* MATERIAL FOR THE TASK
━━━━━━━━━━━━━━━━
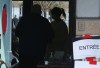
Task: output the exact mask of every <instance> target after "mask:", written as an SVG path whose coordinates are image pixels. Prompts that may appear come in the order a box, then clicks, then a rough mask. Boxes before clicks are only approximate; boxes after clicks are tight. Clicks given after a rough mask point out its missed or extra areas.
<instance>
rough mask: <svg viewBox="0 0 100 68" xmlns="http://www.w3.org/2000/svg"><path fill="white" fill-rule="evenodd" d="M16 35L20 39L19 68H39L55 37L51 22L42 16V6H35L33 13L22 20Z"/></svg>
mask: <svg viewBox="0 0 100 68" xmlns="http://www.w3.org/2000/svg"><path fill="white" fill-rule="evenodd" d="M15 34H16V36H17V37H19V68H37V64H38V63H39V62H40V61H43V60H44V56H45V51H46V47H47V44H48V43H49V42H51V41H52V39H53V37H54V34H53V30H52V27H51V25H50V23H49V21H48V20H47V19H46V18H44V17H42V16H41V6H40V5H38V4H35V5H33V7H32V13H30V14H29V15H28V16H26V17H22V18H21V19H20V22H19V23H18V26H17V27H16V30H15Z"/></svg>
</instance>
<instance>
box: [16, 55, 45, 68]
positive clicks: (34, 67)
mask: <svg viewBox="0 0 100 68" xmlns="http://www.w3.org/2000/svg"><path fill="white" fill-rule="evenodd" d="M43 60H44V58H43V57H41V56H29V55H21V56H20V57H19V66H18V68H37V65H38V64H39V63H40V62H41V61H43Z"/></svg>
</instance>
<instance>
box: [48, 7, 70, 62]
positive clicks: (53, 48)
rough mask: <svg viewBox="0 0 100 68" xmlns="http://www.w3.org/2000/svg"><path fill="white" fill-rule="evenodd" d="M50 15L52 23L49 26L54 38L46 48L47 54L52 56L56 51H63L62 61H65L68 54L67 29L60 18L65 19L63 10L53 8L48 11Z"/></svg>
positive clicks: (66, 27)
mask: <svg viewBox="0 0 100 68" xmlns="http://www.w3.org/2000/svg"><path fill="white" fill-rule="evenodd" d="M50 15H51V18H52V19H53V21H51V26H52V28H53V31H54V34H55V37H54V39H53V41H52V42H51V43H50V44H49V46H48V48H49V49H48V52H53V54H54V53H56V51H58V52H60V51H63V52H64V56H63V58H62V61H65V58H66V54H68V52H69V48H68V47H69V45H68V27H67V25H66V23H65V21H64V20H63V19H62V17H64V18H65V19H66V14H65V11H64V9H63V8H59V7H54V8H53V9H51V10H50ZM49 54H50V53H49Z"/></svg>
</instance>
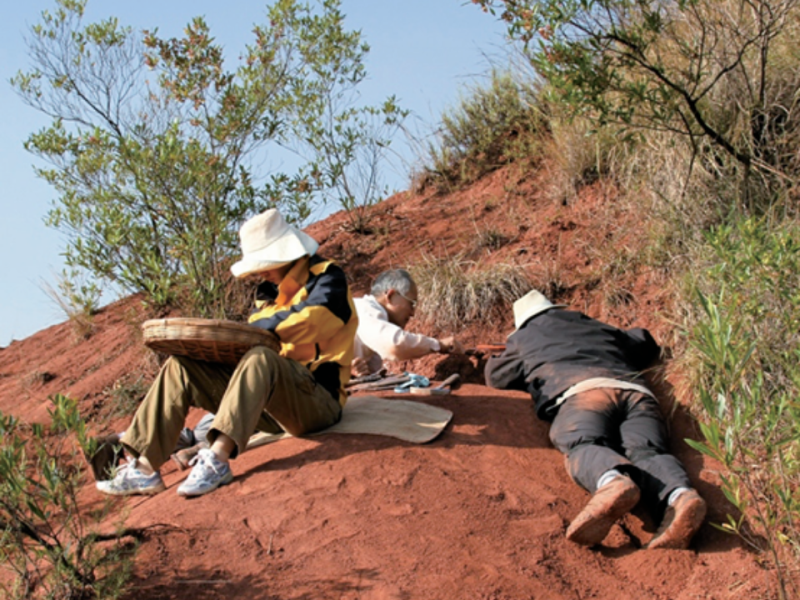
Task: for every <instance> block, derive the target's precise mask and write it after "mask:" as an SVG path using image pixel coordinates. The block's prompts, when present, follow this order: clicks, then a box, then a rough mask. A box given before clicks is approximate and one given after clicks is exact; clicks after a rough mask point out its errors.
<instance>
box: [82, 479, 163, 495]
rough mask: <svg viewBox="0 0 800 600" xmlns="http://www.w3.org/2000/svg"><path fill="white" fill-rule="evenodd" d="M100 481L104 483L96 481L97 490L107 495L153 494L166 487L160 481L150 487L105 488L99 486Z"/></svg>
mask: <svg viewBox="0 0 800 600" xmlns="http://www.w3.org/2000/svg"><path fill="white" fill-rule="evenodd" d="M101 483H105V482H103V481H98V482H97V484H96V487H97V491H99V492H101V493H103V494H106V495H108V496H153V495H155V494H160V493H161V492H163V491H164V490H166V489H167V486H165V485H164V483H163V482H162V483H161V485H158V486H156V487H152V488H145V489H142V490H106V489H103V488H102V487H101V485H100V484H101Z"/></svg>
━━━━━━━━━━━━━━━━
* TO DO
Taking the line that contains "box: [82, 479, 163, 495]" as the first, reproduce every line through the end of the entries exactly.

* SOLUTION TO THE EXERCISE
box: [82, 479, 163, 495]
rough mask: <svg viewBox="0 0 800 600" xmlns="http://www.w3.org/2000/svg"><path fill="white" fill-rule="evenodd" d="M100 481L104 483L96 481L97 490L107 495L153 494L166 487L160 481L150 487L105 488L99 486Z"/></svg>
mask: <svg viewBox="0 0 800 600" xmlns="http://www.w3.org/2000/svg"><path fill="white" fill-rule="evenodd" d="M101 483H105V482H103V481H98V482H97V484H96V487H97V491H99V492H101V493H103V494H106V495H108V496H153V495H155V494H160V493H161V492H163V491H164V490H166V489H167V486H165V485H164V483H163V482H162V483H161V485H158V486H156V487H152V488H145V489H142V490H106V489H103V488H102V487H101V485H100V484H101Z"/></svg>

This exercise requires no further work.